ISTRUZIONI ESERCIZIO:
a) Nel testo sull'articolo 18, riscrivi in forma di elenco puntato il paragrafo che inizia con "La riforma del lavoro del governo Monti", conservandone i fatti principali.
b) Riscrivi le righe delle voci comprese tra quella che contiene "the man with" e quella che contiene "(1027, 229)", entrambe incluse. Sostituisci "Query" con "Target", lascia invariato tutto il resto e restituisci soltanto queste righe.

ESTRATTO DEL TESTO:
::::::
Il dilemma del licenziamento ingiustificato

Il tabù violato dell’articolo 18 accende il dibattito parlamentare e arriva in aula con un disegno di legge governativo. Crescono le voci di dissenso. Il parere di Stefano Biondi, sindacalista Cisl
Lavoratori - Articolo 18

La riforma del lavoro del governo Monti non ha assunto la forma della decretazione d’urgenza. Il disegno di legge passerà l’iter delle Camere ma resta blindato quanto ai contenuti e potrebbe provocare delle lacerazioni all’interno della maggioranza trasversale che lo sostiene. Come ha affermato il ministro del Lavoro Elsa Fornero a un convegno organizzato da Confcommercio «il mondo cambia e compito del governo è accompagnare tutti in questa direzione». Questa funzione educativa dell’esecutivo dei tecnici, riporta la cronaca, ha suscitato malumori anche da parte di alcuni ministri come quello della Salute, Renato Balduzzi che, da apprezzato costituzionalista, ha fatto notare ai colleghi i rischi di un conflitto tra la riformulazione dell’articolo 18 dello Statuto dei lavoratori e l’articolo 1 della Costituzione.
::::::
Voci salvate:
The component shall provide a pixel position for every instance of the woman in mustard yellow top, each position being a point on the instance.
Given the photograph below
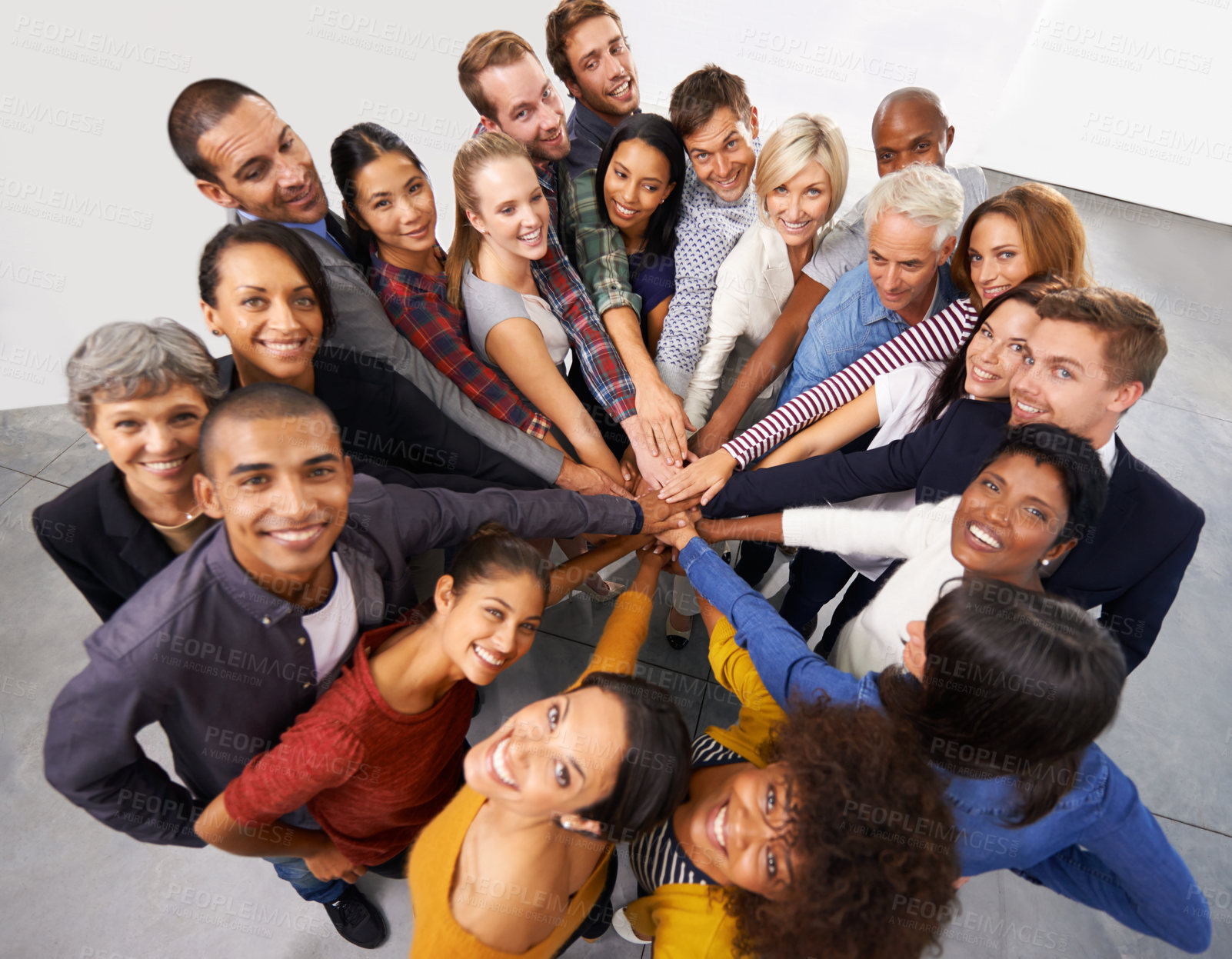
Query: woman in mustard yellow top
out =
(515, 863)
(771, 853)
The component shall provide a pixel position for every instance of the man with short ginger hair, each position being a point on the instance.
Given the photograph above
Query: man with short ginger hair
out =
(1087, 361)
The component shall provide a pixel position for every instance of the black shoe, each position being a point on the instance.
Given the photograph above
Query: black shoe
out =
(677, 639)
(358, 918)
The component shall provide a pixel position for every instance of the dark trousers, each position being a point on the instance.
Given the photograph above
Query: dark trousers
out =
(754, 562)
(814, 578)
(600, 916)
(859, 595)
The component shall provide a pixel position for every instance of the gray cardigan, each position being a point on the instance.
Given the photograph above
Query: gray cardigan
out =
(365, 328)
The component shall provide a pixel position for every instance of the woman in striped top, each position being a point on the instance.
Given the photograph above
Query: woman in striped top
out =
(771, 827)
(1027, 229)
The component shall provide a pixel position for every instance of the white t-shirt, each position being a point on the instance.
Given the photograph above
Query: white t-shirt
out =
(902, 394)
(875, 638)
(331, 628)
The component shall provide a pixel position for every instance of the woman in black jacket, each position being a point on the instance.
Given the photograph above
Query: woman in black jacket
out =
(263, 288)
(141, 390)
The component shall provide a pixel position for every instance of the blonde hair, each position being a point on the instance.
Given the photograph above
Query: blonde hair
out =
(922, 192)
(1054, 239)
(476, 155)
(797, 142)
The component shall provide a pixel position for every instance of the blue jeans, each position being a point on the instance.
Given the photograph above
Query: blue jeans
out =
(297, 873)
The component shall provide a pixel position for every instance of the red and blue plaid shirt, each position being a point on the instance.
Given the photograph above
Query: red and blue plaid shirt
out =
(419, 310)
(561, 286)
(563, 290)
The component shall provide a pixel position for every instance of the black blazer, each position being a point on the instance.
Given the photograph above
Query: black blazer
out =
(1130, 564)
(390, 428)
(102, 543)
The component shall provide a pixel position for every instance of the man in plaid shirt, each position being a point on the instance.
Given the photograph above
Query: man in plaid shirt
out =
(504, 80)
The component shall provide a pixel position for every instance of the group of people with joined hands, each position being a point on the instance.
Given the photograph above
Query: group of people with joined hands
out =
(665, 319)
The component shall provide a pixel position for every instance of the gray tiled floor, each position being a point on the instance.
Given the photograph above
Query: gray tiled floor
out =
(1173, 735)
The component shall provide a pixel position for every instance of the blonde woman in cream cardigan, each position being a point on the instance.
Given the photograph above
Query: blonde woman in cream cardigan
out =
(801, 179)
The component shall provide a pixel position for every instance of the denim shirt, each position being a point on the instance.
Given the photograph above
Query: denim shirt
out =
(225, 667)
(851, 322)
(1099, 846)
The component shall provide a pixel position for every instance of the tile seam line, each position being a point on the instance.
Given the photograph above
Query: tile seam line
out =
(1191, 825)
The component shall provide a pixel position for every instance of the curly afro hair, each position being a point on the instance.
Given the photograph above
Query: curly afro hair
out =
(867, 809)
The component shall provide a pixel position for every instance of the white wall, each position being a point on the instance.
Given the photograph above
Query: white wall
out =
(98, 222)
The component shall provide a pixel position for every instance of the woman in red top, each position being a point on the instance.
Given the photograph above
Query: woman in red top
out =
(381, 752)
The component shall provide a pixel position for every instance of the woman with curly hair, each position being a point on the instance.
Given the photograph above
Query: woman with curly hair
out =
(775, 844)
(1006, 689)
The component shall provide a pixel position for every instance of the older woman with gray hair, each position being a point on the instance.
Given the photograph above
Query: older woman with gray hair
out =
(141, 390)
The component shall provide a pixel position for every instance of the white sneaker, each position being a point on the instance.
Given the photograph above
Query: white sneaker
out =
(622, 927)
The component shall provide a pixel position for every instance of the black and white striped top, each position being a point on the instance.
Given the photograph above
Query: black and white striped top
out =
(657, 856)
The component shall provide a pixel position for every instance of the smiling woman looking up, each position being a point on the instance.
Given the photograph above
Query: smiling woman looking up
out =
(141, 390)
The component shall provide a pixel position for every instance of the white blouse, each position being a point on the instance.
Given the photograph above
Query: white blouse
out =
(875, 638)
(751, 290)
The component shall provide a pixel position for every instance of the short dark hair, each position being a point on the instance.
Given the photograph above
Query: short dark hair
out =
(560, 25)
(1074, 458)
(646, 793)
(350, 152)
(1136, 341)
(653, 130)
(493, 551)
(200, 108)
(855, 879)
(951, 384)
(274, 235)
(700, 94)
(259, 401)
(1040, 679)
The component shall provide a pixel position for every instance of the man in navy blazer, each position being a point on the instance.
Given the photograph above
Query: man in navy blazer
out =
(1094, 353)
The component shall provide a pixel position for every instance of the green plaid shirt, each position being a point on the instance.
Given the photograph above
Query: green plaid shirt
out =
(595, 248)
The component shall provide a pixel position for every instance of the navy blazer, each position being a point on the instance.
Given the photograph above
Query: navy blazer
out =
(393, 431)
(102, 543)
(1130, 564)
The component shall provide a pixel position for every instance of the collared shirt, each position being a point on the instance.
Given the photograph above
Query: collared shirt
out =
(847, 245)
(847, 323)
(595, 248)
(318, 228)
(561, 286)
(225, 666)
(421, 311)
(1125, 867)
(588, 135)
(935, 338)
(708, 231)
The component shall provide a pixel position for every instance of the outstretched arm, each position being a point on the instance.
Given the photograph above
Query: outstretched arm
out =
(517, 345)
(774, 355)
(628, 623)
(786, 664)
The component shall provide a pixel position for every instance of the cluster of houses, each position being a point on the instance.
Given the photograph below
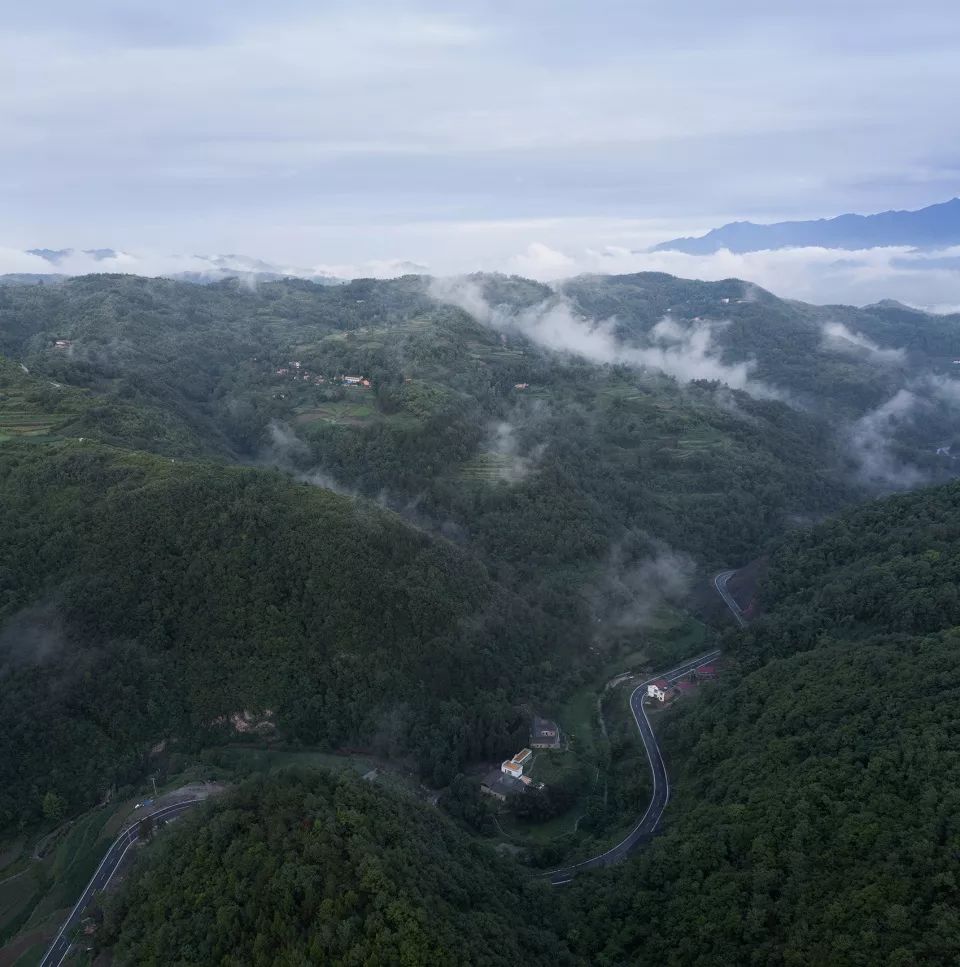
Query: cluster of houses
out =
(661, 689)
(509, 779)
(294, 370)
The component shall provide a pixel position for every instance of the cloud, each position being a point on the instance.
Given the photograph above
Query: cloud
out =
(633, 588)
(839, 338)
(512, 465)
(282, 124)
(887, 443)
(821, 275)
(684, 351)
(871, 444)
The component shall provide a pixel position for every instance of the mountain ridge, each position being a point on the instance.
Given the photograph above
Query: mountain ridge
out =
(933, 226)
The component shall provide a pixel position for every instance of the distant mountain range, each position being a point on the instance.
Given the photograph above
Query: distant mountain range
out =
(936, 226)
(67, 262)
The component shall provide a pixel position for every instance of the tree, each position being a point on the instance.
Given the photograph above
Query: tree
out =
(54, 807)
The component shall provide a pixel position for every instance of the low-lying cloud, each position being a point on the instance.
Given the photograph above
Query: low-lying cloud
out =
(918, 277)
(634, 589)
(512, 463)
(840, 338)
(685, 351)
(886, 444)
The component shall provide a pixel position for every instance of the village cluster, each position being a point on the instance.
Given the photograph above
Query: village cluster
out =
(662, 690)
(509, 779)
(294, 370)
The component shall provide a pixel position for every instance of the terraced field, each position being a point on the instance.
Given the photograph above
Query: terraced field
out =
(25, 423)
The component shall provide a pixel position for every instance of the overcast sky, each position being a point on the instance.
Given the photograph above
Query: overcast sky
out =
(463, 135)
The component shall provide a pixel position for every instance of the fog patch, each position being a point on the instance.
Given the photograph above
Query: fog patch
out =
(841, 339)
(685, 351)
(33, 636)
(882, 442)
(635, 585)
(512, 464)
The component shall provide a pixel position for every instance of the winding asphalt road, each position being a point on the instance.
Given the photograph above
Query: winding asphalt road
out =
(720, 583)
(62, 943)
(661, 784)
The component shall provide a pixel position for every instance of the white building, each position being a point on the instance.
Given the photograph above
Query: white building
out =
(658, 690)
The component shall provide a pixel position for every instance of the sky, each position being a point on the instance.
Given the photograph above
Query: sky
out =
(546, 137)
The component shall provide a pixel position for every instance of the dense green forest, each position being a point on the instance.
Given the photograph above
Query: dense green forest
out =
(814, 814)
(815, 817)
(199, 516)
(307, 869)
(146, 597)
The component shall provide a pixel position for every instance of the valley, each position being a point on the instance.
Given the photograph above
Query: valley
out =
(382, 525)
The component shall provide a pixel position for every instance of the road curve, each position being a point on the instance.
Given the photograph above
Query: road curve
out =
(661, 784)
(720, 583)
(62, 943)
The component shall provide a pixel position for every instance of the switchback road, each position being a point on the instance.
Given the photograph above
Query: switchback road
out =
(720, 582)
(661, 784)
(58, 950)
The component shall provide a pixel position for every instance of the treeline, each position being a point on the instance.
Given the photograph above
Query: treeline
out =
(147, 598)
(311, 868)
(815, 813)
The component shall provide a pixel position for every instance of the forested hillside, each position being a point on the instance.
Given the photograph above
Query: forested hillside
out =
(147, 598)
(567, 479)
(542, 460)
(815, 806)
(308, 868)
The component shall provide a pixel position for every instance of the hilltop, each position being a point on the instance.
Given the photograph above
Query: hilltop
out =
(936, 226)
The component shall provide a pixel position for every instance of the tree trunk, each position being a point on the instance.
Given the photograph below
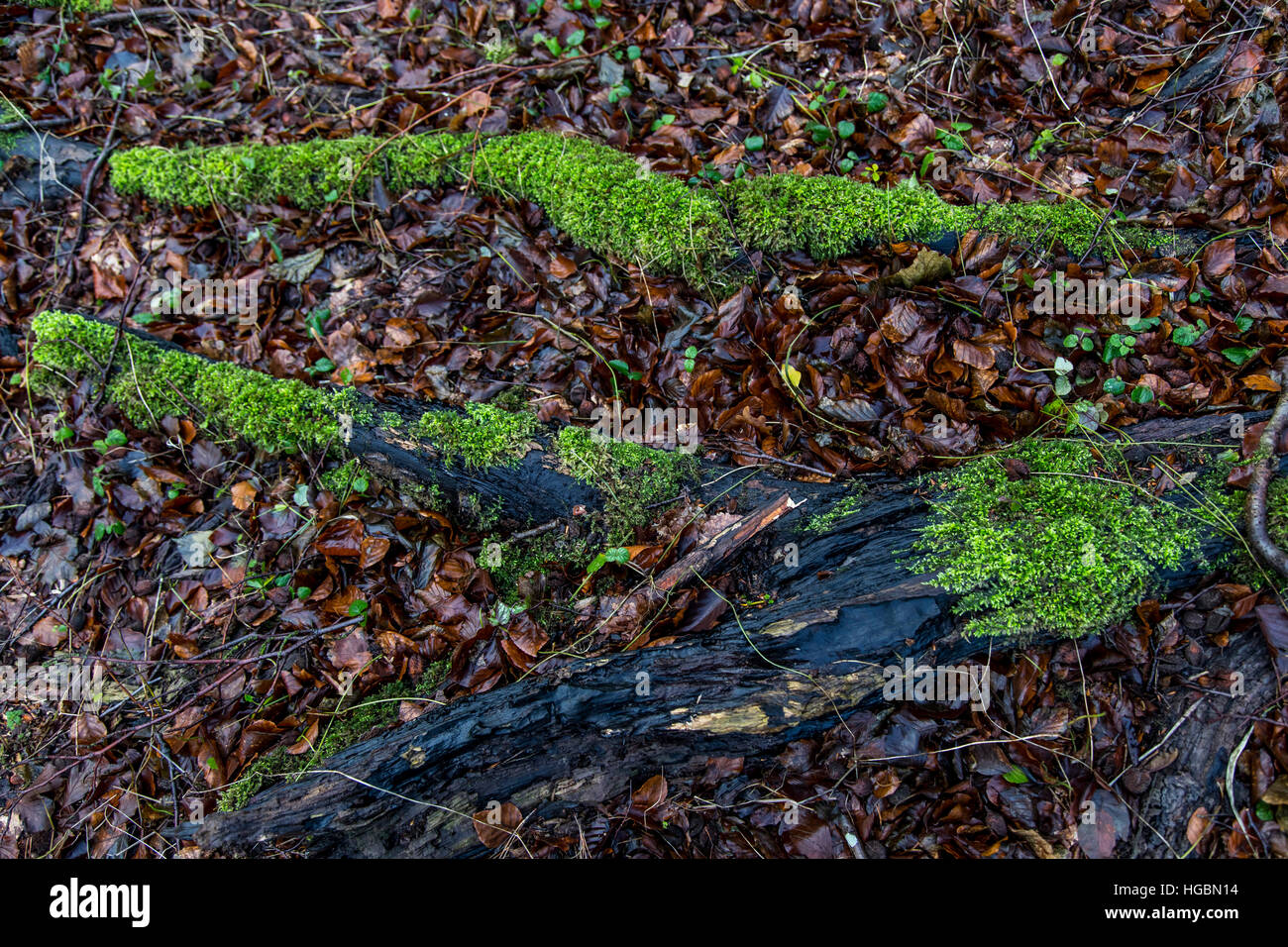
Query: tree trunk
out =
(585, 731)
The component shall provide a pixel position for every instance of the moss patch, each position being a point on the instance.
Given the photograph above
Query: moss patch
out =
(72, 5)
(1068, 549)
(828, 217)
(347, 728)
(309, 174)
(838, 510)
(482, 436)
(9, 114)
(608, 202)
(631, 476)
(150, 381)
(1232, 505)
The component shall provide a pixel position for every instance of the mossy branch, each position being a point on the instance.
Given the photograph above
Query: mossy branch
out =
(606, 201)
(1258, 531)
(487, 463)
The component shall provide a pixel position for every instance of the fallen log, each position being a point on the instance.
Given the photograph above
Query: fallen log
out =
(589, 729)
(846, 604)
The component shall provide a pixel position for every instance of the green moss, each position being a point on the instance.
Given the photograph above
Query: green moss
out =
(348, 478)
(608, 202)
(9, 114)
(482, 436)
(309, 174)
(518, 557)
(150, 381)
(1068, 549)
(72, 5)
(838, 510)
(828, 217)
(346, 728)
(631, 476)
::::::
SOLUZIONI:
a)
- La riforma del lavoro del governo Monti non è stata adottata con un decreto d'urgenza.
- Il disegno di legge seguirà l'iter delle Camere, ma i contenuti restano blindati.
- La riforma potrebbe creare lacerazioni nella maggioranza trasversale che la sostiene.
- A un convegno di Confcommercio il ministro del Lavoro Elsa Fornero ha detto che il compito del governo è accompagnare tutti nel cambiamento del mondo.
- Secondo la cronaca, questa funzione educativa dei tecnici ha suscitato malumori anche fra alcuni ministri.
- Tra loro c'è il ministro della Salute Renato Balduzzi, costituzionalista, che ha segnalato il rischio di un conflitto tra la riformulazione dell'articolo 18 dello Statuto dei lavoratori e l'articolo 1 della Costituzione.

b)
The component shall provide a pixel position for every instance of the man with short ginger hair, each position being a point on the instance.
Given the photograph above
Target: man with short ginger hair
out =
(1087, 361)
The component shall provide a pixel position for every instance of the black shoe, each position being a point on the instance.
Given the photograph above
Target: black shoe
out =
(677, 639)
(358, 918)
The component shall provide a pixel position for every instance of the dark trousers, each position being a point on the instance.
Given the photograph above
Target: dark trousers
out =
(754, 562)
(814, 578)
(600, 916)
(859, 595)
The component shall provide a pixel position for every instance of the gray cardigan, each position being a point on the instance.
Given the photograph above
Target: gray cardigan
out =
(365, 328)
The component shall provide a pixel position for every instance of the woman in striped top, each position being a point on the instance.
Given the photograph above
Target: woman in striped top
out =
(771, 827)
(1027, 229)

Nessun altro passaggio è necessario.